**To do**
Arrange everything from the line containing "Indicate the large" down to the line containing "Indicate the wet" as a numbered list, leaving out any blank lines.

**Records for this task**

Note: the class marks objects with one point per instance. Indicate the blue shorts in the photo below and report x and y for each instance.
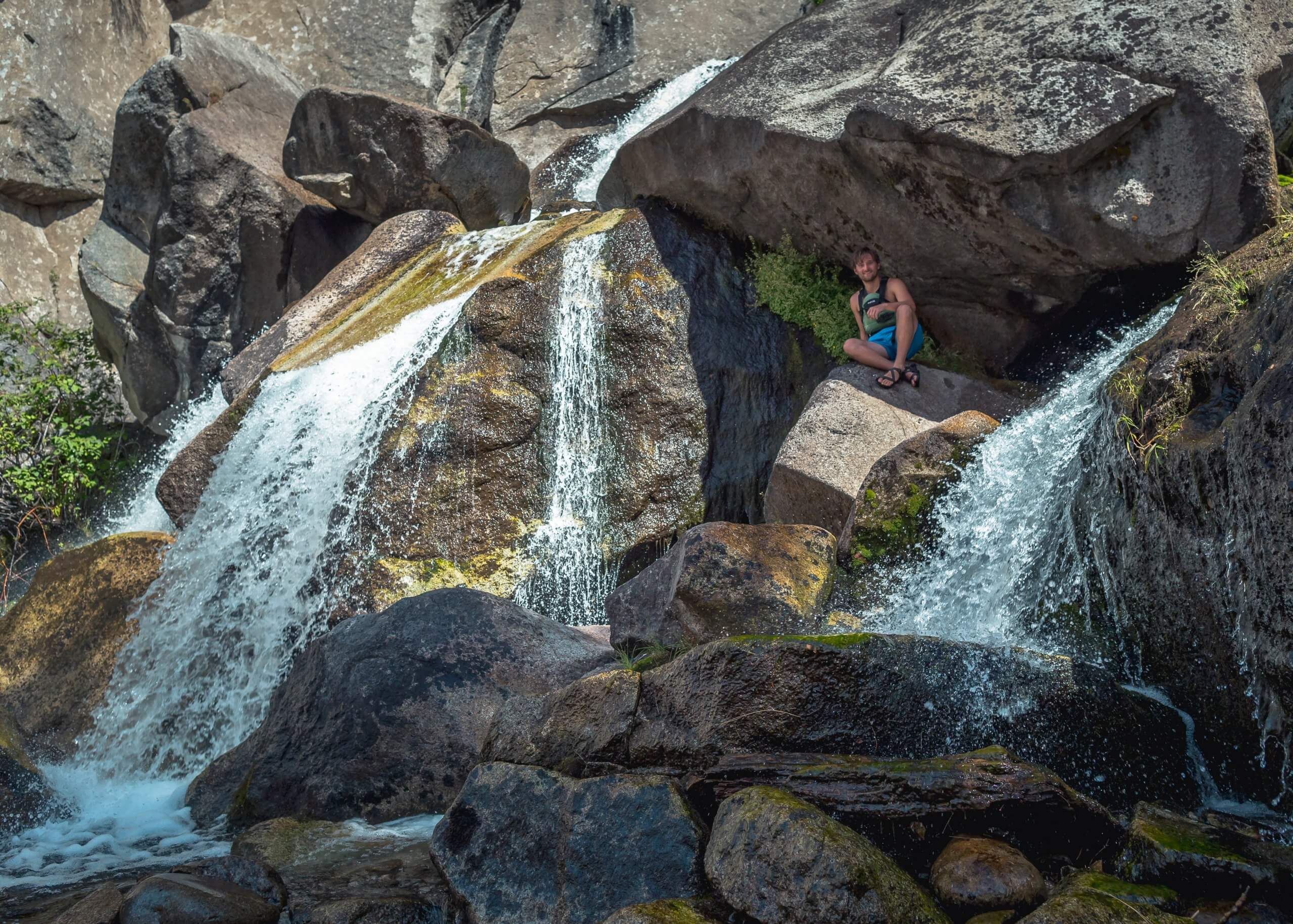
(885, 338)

---

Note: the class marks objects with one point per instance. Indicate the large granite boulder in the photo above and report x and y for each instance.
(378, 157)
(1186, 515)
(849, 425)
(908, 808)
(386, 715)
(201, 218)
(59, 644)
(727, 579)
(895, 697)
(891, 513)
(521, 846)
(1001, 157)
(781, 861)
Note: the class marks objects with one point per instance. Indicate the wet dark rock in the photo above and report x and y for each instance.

**Answer**
1. Note: the class marks objects with one point per instance. Indicate the large granite boulder in the photo above and report x and y for each instance.
2. (378, 157)
3. (1186, 515)
4. (849, 425)
5. (908, 808)
6. (386, 715)
7. (201, 218)
8. (59, 644)
9. (727, 579)
10. (895, 697)
11. (891, 513)
12. (521, 846)
13. (1001, 157)
14. (781, 861)
15. Note: the class marks objects with one point per instance. Indicate the wet dark rock in the photo above and report x and y for each instance.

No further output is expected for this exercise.